* Selected passage
[BEGIN]

Mariëlle van Toor: Center for Ecology and Evolution in Microbial Model Systems (EEMiS), Linnaeus University, 391 82 Kalmar, Sweden | not.marielle.vantoor@lnu.se

Martin Stervander: National Museums Scotland, Chambers Street, Edinburgh EH1 1JF, UK | Bird Group, Natural History Museum, Akeman St, Tring, Hertfordshire HP23 6AP, UK | not.m.stervander@nms.ac.uk

Carl von Linné: Svartbäcksgatan 27, 753 32 Uppsala, Sweden | systema.naturae@gmail.com

Keywords

In the final manuscript, for both the primary and secondary language, provide 3–8 keywords that do not occur in the title.

Abstract

For Research papers, Short communications, and Review articles, an Abstract in English (irrespective of primary language) must be included.

  • For Research papers and Review articles, the Abstract should preferably not exceed 175 words, and cannot be longer than 200 words.
  • For Short communications, the Abstract should not exceed 125 words.
  • Include scientific names of any taxa included.
  • Do not include any citations or references to tables or figures.
  • The Abstract should provide brief background and context, potentially set out your objective(s), summarize your findings (main part), and put these into context.

 

FIGURES AND TABLES

Figure/table captions in primary and secondary language

Captions must be provided for all tables and figures in both the primary and secondary language. Start the caption in the primary language with the item and number, followed by a full stop, e.g. “Figure 1.” Thereafter provide a caption that renders the figure/table interpretable as a stand-alone component, even if the reader has not read the main text. In particular, this means that each caption should specify what taxon/taxa the figure/table regard(s), unless this is stated in the figure/table itself. In each caption, vernacular names should also be followed by scientific names (see above). Write the caption in the secondary language starting on a new line, following a dash (preferably an EM dash: —).

[END]

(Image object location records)
[BEGIN]

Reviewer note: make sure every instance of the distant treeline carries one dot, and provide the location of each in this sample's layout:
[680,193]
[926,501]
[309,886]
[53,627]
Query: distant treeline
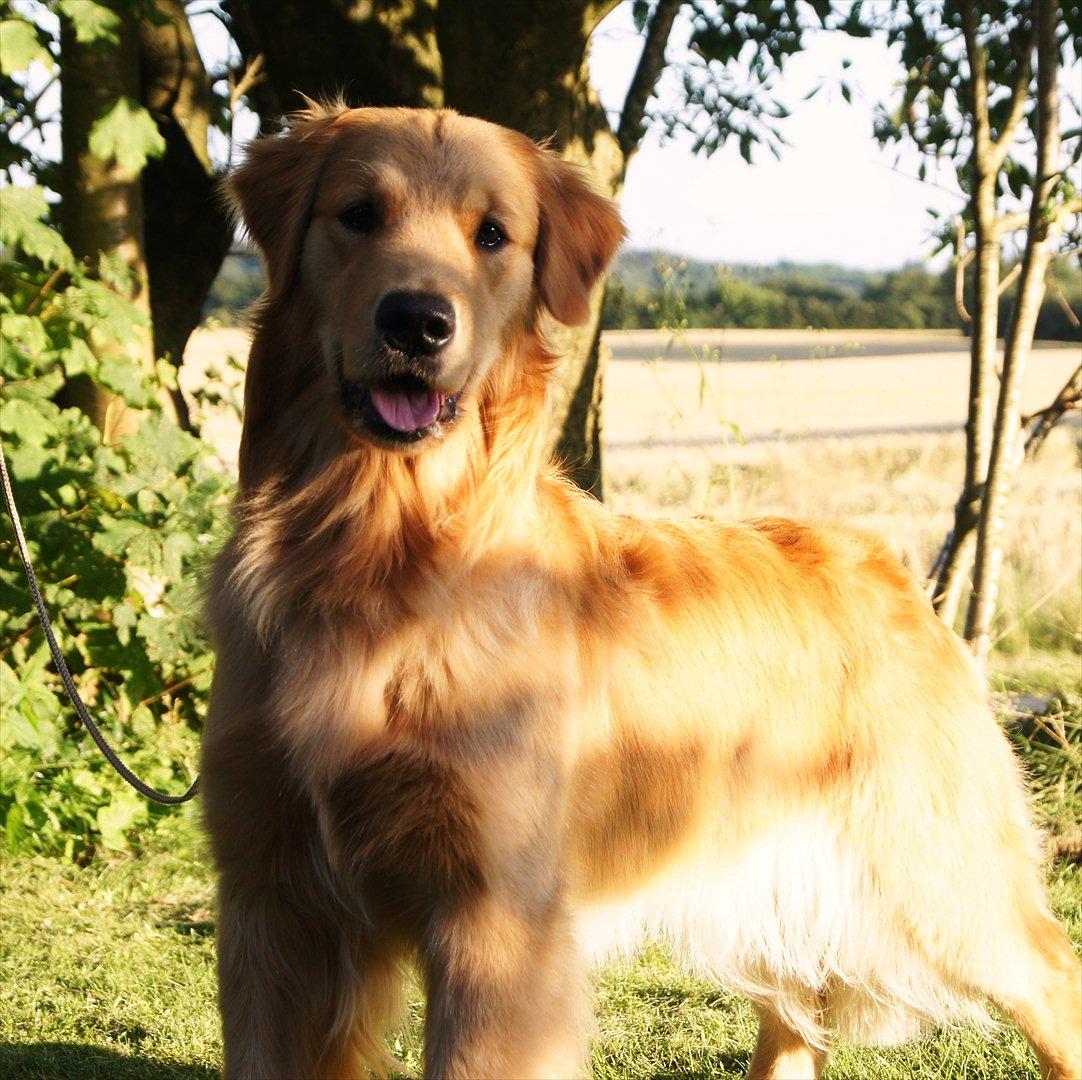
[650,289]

[END]

* Stated problem 1
Please check these statements against the manuscript guidelines, answering yes or no for each and quoting the words that settle it: (a) An Abstract for a Short communication may run no longer than 125 words. (b) Keywords may repeat words already used in the title. (c) The Abstract may refer to tables or figures.
* Stated problem 2
Write out the records again with "distant treeline" swapped for "far tree line" throughout, changing nothing else and omitting the pictures.
The guidelines text and the records come from separate sources.

* Full output 1
(a) Yes: "For Short communications, the Abstract should not exceed 125 words."
(b) No: "provide 3–8 keywords that do not occur in the title."
(c) No: "Do not include any citations or references to tables or figures."

* Full output 2
Reviewer note: make sure every instance of the far tree line carries one dot, and provide the location of each in this sample's layout:
[680,193]
[926,501]
[309,886]
[53,627]
Query: far tree line
[650,289]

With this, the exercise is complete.